EXCERPTED TEXT:
SPRAGGETT ON CHESS
If FIDE gets its way, then very soon national chess federations (ncf) might become little more than servile pawns whose ultimate purpose will be to provide tens of millions of euros into FIDE’s coffers. Apparently it is not enough that the rating fees that FIDE charges, as well as national dues, are enough to balance the FIDE budget…FIDE appears to be looking to make a profit while not increasing/improving or providing new services beyond what already is in place.
Directly below is a letter from the Royal Dutch Chess Federation to FIDE’s PB (Presidential Board). This letter is signed also by 9 other national chess federations (ncf) and essentially puts a blocker on FIDE’s most recent attempt to re-invent ”players’ licences”. It is expected that many other ncf’s will follow these countries’ example. Canada included.
Future FIDE logo??
On 25 January 2013 all national chess federations received an email from FIDE in which Regulations on Registration & Licensing of Players were announced. These Regulations were proposed by the Qualification Commission (although not all members of the QC had knowledge of this proposal) and had been approved by the Presidential Board.
These regulations imply that each NCF should register his players with FIDE by providing information such as the player’s name, gender, place and year of birth, photo, passport number, FIDE ID number (if any). This system should be effective from 1 July 2013. There were penalties announced for organizers who allowed non-licensed players to compete in FIDE-rated tournaments.
In 2011 in Krakow a proposal to introduce a license system for players including a license fee was removed from the agenda after objections by the Chess Federation of the Netherlands. In 2012 in Istanbul a proposal of this kind was not included in the agenda of the General Assembly.
It is highly peculiar, to say the least, that the PB takes such a wide-ranging decision now, without consulting the EB or the GA of FIDE.

WRITTEN REQUEST 1:
Repeat the passage of the chess column starting at "Future FIDE logo??" and ending at "in FIDE-rated tournaments.".
WRITTEN REQUEST 2:
In the chess column, on what date did all national chess federations receive the FIDE email announcing the new registration and licensing regulations?
WRITTEN REQUEST 3:
Take the chess column further from where it stops.

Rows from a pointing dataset

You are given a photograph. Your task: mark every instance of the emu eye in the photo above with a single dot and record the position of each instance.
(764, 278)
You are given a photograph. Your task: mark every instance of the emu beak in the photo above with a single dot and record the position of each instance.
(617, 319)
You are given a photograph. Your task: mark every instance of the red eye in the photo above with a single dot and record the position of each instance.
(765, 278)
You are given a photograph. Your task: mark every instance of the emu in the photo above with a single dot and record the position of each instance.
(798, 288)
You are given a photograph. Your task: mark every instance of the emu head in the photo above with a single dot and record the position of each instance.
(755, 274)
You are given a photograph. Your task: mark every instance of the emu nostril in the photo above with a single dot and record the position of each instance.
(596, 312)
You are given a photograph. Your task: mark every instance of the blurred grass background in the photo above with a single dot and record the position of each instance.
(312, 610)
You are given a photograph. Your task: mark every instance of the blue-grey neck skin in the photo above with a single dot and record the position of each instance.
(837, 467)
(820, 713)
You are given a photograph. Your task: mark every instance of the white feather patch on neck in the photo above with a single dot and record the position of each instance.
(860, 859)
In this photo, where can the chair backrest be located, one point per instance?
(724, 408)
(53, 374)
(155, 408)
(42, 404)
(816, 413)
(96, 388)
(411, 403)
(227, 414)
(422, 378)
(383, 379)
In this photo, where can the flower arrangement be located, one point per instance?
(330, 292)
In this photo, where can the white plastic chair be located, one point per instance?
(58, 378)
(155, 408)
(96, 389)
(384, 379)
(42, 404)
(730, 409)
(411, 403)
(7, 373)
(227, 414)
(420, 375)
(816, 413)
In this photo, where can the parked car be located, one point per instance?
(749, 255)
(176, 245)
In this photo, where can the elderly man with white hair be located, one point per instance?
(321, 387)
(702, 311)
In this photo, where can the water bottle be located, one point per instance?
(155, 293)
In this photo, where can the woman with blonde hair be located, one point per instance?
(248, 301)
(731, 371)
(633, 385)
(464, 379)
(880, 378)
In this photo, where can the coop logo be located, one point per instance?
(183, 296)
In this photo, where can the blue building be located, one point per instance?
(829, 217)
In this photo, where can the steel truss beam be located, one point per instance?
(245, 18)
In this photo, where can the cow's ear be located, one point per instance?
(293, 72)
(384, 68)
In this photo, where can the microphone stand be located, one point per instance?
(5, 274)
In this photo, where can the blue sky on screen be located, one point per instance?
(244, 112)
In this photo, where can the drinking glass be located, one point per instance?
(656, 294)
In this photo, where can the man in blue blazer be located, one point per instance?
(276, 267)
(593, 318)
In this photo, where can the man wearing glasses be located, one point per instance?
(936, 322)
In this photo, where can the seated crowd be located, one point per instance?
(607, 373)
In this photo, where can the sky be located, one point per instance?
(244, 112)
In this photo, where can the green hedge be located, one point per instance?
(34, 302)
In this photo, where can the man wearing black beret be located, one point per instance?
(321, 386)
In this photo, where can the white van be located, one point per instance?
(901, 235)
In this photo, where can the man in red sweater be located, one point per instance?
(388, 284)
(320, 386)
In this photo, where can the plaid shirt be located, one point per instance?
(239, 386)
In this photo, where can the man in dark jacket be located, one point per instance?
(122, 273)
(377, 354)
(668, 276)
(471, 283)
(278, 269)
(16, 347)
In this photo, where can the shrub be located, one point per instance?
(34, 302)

REPLY 1:
Future FIDE logo??
On 25 January 2013 all national chess federations received an email from FIDE in which Regulations on Registration & Licensing of Players were announced. These Regulations were proposed by the Qualification Commission (although not all members of the QC had knowledge of this proposal) and had been approved by the Presidential Board.
These regulations imply that each NCF should register his players with FIDE by providing information such as the player’s name, gender, place and year of birth, photo, passport number, FIDE ID number (if any). This system should be effective from 1 July 2013. There were penalties announced for organizers who allowed non-licensed players to compete in FIDE-rated tournaments.

REPLY 2:
25 January 2013

REPLY 3:
The proposed regulations are bureaucratic, expansive and impracticable for the national federations and for FIDE. Indeed, FIDE is at this moment implementing a license system for arbiters, who should have received a license card before this year. It is now February and no-one has seen such a card yet. If FIDE is not equipped to distribute cards to a relatively small group of arbiters in due time, how will it distribute cards to tens of tousands of players? But this is only a practical quibble compared to our real objection.
The proposed regulations for players are not only bureaucratic, but the system is also an intrusion into the private sphere of players. Something we oppose wholeheartedly. Furthermore, these regulations have been passed by the PB without giving a thought to what it would entail for national federations. For, the introduction of such a licensing system would require national federations to hire extra staff, and this in a time in which many federations are faced with diminishing revenues and budget cuts due to the economic crisis.
The federations that support this letter reject the decision of the Presidential Board to introduce the proposed license system for players. These federations will not cooperate in the introduction of such a system and will not send FIDE the requested information mentioned in the decision of January 2013.
The federations, supporting this letter, urge the PB to withdraw its decision concerning the license system of players on short notice.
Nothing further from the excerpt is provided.